- [SELECTED PASSAGE]:
Today, having defeated uterine cancer and adopting a firm belief in healthy, medically insightful living, Drescher is telling her story. She's got good data to back-up the growing popularity of alternative medicine, as well. The global alternative & complementary medicine market was valued at $40.32 billion in 2015.

This growth is systemic, Drescher explained. "Because if you have a problem with your breast and they [doctors] are just looking at your breasts, they're not asking you if you're working eight hours a day in an office with fluorescent lighting. They're not asking you if you're putting your cell phone in your Bra. They're not asking you if your bra is made of toxic synthetic fibers that are off-gassing. There's a lot that they don't know and don't ask."

Drescher shared with me her analogy. "If you can look at an apple tree and notice all the apples are grown but are deformed or rotten or you know, they're just, something's wrong with all those apples, are you going to treat each individual apple, or are you going to try and figure out what's wrong with the tree at the root?," she asked. "And uh, and that's what we don't do with our own bodies with Western medicine."

Drescher is all about getting back to basics in life, and not buying into all the expert opinions. For example, if you're going to eat a grazing animal, she stressed: "that animal better be grazing on healthy soil with a rich microbiome because it's the soil that they ingest."

"We don't get enough earth in our diet," Drescher believes. In so doing, we're not serving ourselves well and are perpetuating something that should be unconscionable in the human experience. "I speak on a lot of different issues and particularly how it relates to our adults and try to wake up and shake up people who have been systematically programmatically numbed out and dumbed down to believe that our instincts aren't good enough and we need some research or the FDA to tell us what's good for us."

Greed is believed to root of much of our shielded knowledge and exposure to cannabis, according to Drescher. Big business at its core. "We've been told we don't need to eat cannabinoid and uh, so, you know, "I think that everything old is new again and I think it's so we can challenge what we're told during the industrial revolution, and really start to question whether it's the truth or whether it was motivated by greed."

- [ACTION ITEM A]: From the excerpt about Drescher, list each thing she says doctors are not asking someone with a breast problem.
- [ACTION ITEM B]: According to the excerpt about Drescher, what was the global alternative and complementary medicine market valued at in 2015?
- [ACTION ITEM C]: From the excerpt about Drescher, extract the passage from "Today, having defeated" up to and including "billion in 2015.".

- [ENTRIES PROVIDED]:
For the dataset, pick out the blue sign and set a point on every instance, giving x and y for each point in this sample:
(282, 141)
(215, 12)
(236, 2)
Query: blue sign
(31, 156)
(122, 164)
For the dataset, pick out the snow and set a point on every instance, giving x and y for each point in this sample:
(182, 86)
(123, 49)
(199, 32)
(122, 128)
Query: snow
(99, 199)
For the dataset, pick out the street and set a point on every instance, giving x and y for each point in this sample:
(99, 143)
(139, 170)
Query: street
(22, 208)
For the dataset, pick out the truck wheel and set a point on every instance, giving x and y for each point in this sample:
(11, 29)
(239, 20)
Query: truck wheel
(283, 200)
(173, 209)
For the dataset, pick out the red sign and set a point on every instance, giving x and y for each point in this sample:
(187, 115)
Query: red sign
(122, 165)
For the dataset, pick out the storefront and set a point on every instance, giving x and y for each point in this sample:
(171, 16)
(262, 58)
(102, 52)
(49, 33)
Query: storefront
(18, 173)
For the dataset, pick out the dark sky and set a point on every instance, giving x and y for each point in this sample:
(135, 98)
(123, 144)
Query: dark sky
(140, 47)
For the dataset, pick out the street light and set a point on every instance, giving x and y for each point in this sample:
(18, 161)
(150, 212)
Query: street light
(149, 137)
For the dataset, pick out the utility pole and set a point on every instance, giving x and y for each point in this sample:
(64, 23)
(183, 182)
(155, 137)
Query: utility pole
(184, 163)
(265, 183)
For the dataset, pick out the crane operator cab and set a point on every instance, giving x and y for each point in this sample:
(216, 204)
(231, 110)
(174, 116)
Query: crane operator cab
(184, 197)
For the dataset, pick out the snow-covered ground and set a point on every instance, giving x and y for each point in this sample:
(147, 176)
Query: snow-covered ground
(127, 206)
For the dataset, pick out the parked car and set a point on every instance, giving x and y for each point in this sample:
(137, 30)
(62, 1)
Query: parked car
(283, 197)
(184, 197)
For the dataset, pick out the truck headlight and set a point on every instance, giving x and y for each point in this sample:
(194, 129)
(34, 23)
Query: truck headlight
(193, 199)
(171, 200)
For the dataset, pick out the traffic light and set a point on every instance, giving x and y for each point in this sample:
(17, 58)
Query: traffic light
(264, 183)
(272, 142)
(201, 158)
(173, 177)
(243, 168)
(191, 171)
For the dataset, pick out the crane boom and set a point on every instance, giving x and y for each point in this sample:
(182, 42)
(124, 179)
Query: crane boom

- [ANSWER AREA A]:
- Whether the person is working eight hours a day in an office with fluorescent lighting
- Whether the person is putting a cell phone in their bra
- Whether the person's bra is made of toxic synthetic fibers that are off-gassing

- [ANSWER AREA B]: $40.32 billion.

- [ANSWER AREA C]:
Today, having defeated uterine cancer and adopting a firm belief in healthy, medically insightful living, Drescher is telling her story. She's got good data to back-up the growing popularity of alternative medicine, as well. The global alternative & complementary medicine market was valued at $40.32 billion in 2015.